━━━━━ DATA SUPPLIED ━━━━━

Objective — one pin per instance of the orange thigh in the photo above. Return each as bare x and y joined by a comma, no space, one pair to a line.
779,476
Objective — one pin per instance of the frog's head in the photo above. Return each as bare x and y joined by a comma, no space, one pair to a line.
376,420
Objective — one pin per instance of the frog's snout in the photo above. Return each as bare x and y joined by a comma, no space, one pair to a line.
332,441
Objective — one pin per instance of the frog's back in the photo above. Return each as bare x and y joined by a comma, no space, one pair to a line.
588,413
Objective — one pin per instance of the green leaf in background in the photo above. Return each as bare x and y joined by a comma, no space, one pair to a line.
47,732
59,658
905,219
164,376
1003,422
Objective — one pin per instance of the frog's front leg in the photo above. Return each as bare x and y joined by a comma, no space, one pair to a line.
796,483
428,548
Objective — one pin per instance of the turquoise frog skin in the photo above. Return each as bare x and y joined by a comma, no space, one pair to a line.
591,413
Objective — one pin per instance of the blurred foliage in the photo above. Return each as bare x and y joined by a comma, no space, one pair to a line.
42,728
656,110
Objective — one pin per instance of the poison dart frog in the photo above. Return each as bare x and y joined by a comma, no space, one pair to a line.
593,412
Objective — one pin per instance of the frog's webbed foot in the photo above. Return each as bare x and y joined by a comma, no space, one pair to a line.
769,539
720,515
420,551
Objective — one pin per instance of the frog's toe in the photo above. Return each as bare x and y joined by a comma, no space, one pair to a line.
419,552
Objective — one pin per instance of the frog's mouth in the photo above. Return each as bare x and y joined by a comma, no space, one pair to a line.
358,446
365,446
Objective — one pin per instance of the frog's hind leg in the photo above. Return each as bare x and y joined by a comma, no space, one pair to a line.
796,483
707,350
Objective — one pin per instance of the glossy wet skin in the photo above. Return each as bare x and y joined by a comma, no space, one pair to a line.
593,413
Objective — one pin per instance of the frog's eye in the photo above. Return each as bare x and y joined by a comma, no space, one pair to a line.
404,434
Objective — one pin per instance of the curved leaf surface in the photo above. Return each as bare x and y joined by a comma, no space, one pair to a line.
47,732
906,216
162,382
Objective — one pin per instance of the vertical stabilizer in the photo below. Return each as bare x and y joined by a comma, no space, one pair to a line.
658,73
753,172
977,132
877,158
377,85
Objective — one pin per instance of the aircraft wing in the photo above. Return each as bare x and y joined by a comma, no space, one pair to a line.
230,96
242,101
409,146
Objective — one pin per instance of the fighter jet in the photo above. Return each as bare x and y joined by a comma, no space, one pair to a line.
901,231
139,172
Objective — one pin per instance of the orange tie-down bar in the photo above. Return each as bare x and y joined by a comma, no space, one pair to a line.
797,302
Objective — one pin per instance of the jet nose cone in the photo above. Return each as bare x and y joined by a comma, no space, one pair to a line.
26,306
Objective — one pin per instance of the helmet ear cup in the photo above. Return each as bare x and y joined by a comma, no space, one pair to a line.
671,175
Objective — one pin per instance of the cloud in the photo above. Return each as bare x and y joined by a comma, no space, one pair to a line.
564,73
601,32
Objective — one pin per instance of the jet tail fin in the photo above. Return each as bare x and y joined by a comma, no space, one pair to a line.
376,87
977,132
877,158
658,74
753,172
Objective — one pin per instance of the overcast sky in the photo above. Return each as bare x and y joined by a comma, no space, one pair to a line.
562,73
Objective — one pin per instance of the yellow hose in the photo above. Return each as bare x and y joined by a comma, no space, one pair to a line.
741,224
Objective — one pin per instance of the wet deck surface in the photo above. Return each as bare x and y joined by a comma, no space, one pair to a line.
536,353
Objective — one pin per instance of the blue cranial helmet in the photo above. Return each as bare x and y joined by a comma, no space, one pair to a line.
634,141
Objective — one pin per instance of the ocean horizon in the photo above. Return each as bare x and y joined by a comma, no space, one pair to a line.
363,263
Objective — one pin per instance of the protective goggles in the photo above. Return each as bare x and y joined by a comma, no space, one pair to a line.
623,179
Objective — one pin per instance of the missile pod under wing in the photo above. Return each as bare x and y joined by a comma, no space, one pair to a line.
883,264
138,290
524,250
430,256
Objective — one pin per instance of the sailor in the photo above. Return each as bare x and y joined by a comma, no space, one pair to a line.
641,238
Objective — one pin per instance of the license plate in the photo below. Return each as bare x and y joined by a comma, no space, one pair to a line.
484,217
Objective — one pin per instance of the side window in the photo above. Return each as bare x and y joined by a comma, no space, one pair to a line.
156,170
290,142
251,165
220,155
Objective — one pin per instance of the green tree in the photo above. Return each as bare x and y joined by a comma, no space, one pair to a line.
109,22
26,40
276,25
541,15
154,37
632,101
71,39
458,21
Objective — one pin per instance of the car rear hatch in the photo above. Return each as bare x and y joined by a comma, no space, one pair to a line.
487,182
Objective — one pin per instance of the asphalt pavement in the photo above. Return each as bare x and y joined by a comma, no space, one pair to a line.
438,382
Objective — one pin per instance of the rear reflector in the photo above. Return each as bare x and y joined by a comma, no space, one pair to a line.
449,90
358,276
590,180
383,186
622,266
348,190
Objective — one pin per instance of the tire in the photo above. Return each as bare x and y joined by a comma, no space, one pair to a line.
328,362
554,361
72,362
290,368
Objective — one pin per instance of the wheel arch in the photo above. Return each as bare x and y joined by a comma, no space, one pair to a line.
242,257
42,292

━━━━━

Type the whole listing again, unaltered.

Objective — one pin per instance of the orange thigh in the photo above. Return each as bare x and y joined by a comma, no space, one pair to a line.
779,476
Objective — one pin per instance of the frog's head in the photo above. Return each as bare x and y joined by a comma, no space, one pair to a line.
376,420
Objective — one pin per instance of the frog's snout in the photo above. Return each as bare x and y joined by a comma, no space, one pair to a line.
332,441
Objective — one pin per instance of the frog's back in the photo above. Return each as bare x and y joined by a comma, no space, one pair to a line.
588,413
Objective — one pin per instance of the green leaf in background in the photo above. Return each as bare x and y joined by a comma, no space, one pair to a line.
47,732
59,658
905,219
164,376
1003,422
Objective — one pin per instance of the frog's front leg in the photo above. Return each as bare x and y joined by a comma, no space, one pair to a line.
796,483
428,548
Objective — one pin per instance of the turquoise frog skin in the photo above. Return each as bare x and y joined by a comma, no space, one pair to a line.
591,413
Objective — one pin per instance of the blurred foliage in the photo above. Return each as bare x and y joined by a comma, no space, one pair to a line.
42,728
656,110
Objective — one pin per instance of the poison dart frog in the photo above. Return each as bare x and y joined by a comma, no space, one pair to a line.
593,412
Objective — one pin per instance of the frog's webbed foot in the photo above. Return each as bare x and y joined by a comma, no space, one pair to a line.
769,539
720,515
420,551
Objective — one pin per instance of the frog's toe in the photo above. Return each as bare x and y joined by a comma, no space, one pair to a line.
419,552
Objective — one pin per instance of the frog's mouth in the photo above. Return each as bare x and y joined by a comma, no space, one pair to a line.
358,446
365,446
Objective — one pin per instance of the frog's hind leg in the photo above. Return each as bare x and y joined by a comma, no space, one pair to a line.
796,483
707,350
Objective — one pin per instance of the glossy wet skin in the photo above. Return each as bare x and y joined by a comma, no space, one pair to a line.
593,413
Objective — one pin per instance of the frog's eye in the photo above. Return each as bare x and y joined by a comma, no space, one pair to a line.
404,434
Objective — one pin per instance of the curved leaf surface in the photo above. Return each as bare x and y joined by a comma, no space, one pair to a line.
47,732
906,216
162,382
Objective — one pin per instance of the vertical stabilizer in the photo below. Return each as bare x and y joined by a comma, no space, one pair to a line.
658,73
753,172
977,132
877,158
377,85
Objective — one pin per instance of the aircraft wing in the photo above. Return each as bare x and y joined by a comma, no space, one pair to a line.
230,96
242,101
409,146
Objective — one pin per instance of the fighter jet in the photo above. Return each as bare x and y joined by a comma, no space, one pair to a line.
901,231
139,172
Objective — one pin per instance of the orange tie-down bar in the photo above. Return each as bare x and y joined by a comma, no space, one pair to a line.
797,302
Objective — one pin per instance of the jet nose cone in the photo above. Return each as bare x and y joined by a comma, no space, one pair to a line.
26,306
Objective — one pin per instance of the helmet ear cup in the photo above. Return each as bare x and y joined by a comma, no space, one pair to a line.
671,175
Objective — one pin per instance of the cloud in the photo above. Return each as bare x and y joined by a comma, no space, one pair to a line.
564,73
601,32
Objective — one pin per instance of the jet tail fin in the photo above. Return each as bare x and y joined by a comma, no space, one pair to a line.
376,87
977,132
877,158
658,74
753,172
Objective — one pin per instance of the overcast sky in the photo above. Return each as bare x and y joined by a comma, no space, one pair to a line.
562,73
Objective — one pin per instance of the yellow hose in the photo above. Return each as bare x and y joined by a comma, no space, one pair to a line.
741,224
Objective — one pin per instance of the wet deck surface in the photo above. Return each as bare x and y joined by a comma, no space, one pair to a line.
536,353
Objective — one pin per instance of the blue cranial helmet in the photo above. Return each as bare x and y joined by a comma, no space, one pair to a line.
634,141
Objective — one pin per instance of the ocean horizon in the photo above. Return each as bare x and y joined by a comma, no space, one pair to a line.
363,263
Objective — one pin per instance of the protective goggles in the photo above. Return each as bare x and y joined by a comma, no space, one pair to a line.
623,179
Objective — one pin per instance of the missile pod under wing in the photo above. Return each as bare x and y joined by a comma, no space, one pair to a line.
883,264
138,290
524,250
430,256
Objective — one pin per instance of the sailor in the photo above. Return each as bare x and y joined by a comma, no space, one pair to a line.
641,238
Objective — one pin per instance of the license plate in the photo below. Return each as bare x and y joined by a comma, no space, one pair to a line.
484,217
Objective — one pin per instance of the side window in the photo above. Return each as bare x and y joined by a comma, no space, one pair to a line.
156,170
290,142
251,165
220,155
Objective — one pin per instance of the green tree in the photo above. Return each as bare x and y joined by a comma, no space, one pair to a line.
109,22
26,40
276,25
541,15
154,37
632,101
71,39
458,21
Objective — one pin per instance of the car rear hatch in the photo above. Return each as bare x and y joined by a comma, no space, one pair to a line.
487,182
Objective — one pin per instance of the asphalt pavement in the photo above. Return each as bare x and y joined by a comma, no space, one pair to a line.
438,382
Objective — one pin per instance of the rear reflector in the photo above. Return each as bare x and y joined by a comma, no space, one pair to a line.
449,90
358,276
590,180
383,186
622,266
348,190
Objective — one pin per instance of the tire in the photo above. Return each as bare x and y joined by a comma, no space, one pair to a line.
328,362
554,361
72,362
290,368
Objective — one pin per instance of the wheel arch in the photo above. Return each as bare x and y joined by a comma, no space, one pair to a line.
242,257
42,292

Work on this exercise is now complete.